Dataset:
:::::
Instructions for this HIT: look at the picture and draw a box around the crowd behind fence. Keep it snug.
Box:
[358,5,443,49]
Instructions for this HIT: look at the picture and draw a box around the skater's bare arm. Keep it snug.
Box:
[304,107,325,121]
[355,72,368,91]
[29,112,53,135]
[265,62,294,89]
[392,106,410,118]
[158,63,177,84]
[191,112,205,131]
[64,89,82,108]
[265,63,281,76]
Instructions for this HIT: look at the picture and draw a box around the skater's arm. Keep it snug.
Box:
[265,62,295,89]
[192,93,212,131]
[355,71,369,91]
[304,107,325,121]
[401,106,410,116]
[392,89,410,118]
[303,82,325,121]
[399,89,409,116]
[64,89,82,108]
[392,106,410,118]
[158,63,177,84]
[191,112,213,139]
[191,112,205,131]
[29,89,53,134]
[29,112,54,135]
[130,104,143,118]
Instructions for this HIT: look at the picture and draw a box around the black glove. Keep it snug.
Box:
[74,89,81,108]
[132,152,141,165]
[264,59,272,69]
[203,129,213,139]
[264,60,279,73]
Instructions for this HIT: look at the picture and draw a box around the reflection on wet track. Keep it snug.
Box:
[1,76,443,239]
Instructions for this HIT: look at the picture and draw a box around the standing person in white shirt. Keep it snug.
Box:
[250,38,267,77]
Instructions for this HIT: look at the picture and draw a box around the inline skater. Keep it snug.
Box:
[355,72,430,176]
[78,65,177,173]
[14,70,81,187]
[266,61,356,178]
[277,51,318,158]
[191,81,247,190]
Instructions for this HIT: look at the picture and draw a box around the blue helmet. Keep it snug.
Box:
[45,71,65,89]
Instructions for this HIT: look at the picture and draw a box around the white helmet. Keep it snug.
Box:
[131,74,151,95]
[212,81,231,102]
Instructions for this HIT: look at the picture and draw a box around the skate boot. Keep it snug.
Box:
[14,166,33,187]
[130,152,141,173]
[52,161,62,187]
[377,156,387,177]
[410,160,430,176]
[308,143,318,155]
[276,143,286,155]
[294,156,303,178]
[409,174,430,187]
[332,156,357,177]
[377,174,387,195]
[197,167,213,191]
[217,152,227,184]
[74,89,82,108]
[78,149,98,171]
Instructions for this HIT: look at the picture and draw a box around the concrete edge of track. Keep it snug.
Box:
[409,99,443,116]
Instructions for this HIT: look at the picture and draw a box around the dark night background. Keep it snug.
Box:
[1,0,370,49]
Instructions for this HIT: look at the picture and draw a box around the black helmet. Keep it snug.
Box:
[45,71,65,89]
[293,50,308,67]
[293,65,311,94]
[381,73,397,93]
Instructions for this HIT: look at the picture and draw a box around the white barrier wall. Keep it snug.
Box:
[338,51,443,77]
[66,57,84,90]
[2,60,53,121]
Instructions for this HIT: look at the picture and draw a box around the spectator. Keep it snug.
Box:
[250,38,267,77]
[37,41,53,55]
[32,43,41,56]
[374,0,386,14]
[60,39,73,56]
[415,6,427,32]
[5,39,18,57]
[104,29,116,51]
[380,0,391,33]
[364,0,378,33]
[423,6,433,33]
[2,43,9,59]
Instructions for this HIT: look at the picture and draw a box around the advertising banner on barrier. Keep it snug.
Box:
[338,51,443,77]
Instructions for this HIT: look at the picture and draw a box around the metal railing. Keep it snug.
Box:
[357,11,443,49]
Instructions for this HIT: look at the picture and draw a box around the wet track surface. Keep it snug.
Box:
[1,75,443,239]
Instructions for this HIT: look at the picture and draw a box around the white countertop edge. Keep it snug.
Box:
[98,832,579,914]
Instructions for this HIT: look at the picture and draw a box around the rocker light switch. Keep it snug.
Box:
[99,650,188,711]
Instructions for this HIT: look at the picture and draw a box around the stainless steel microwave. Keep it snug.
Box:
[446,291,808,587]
:::::
Work to complete: The lines above, from the start of the records through the one containing "shirt. Keep it snug.", are to be printed exactly, and nothing else is to be included.

The answer:
Instructions for this HIT: look at the picture and draw a box around the crowd behind fence. Keep it snug.
Box:
[358,5,443,49]
Instructions for this HIT: look at the picture and draw a box around the skater's bare arm. Keep it snug.
Box:
[304,107,325,121]
[355,72,368,91]
[29,112,53,135]
[265,62,294,89]
[392,106,410,118]
[158,63,177,84]
[191,112,205,131]
[64,89,82,108]
[265,63,281,76]
Instructions for this HIT: look at the picture and draw a box around the skater's arm. Keep it snug.
Box:
[265,62,295,89]
[192,93,212,131]
[355,71,369,91]
[304,107,325,121]
[401,106,410,116]
[392,89,410,118]
[303,82,325,121]
[399,89,409,116]
[64,89,82,108]
[392,106,410,118]
[158,63,177,84]
[191,112,213,139]
[191,112,205,131]
[29,89,53,134]
[29,112,54,135]
[130,104,143,118]
Instructions for this HIT: look at the picture and draw a box around the black glove. Keep it snug.
Box:
[74,89,81,108]
[132,152,141,165]
[264,59,272,69]
[203,129,213,139]
[264,60,279,73]
Instructions for this HIT: look at the picture and draw a box around the reflection on wet track. Keep it snug.
Box:
[1,76,443,239]
Instructions for this HIT: look at the picture and draw a box around the standing person in white shirt. Keep it snug.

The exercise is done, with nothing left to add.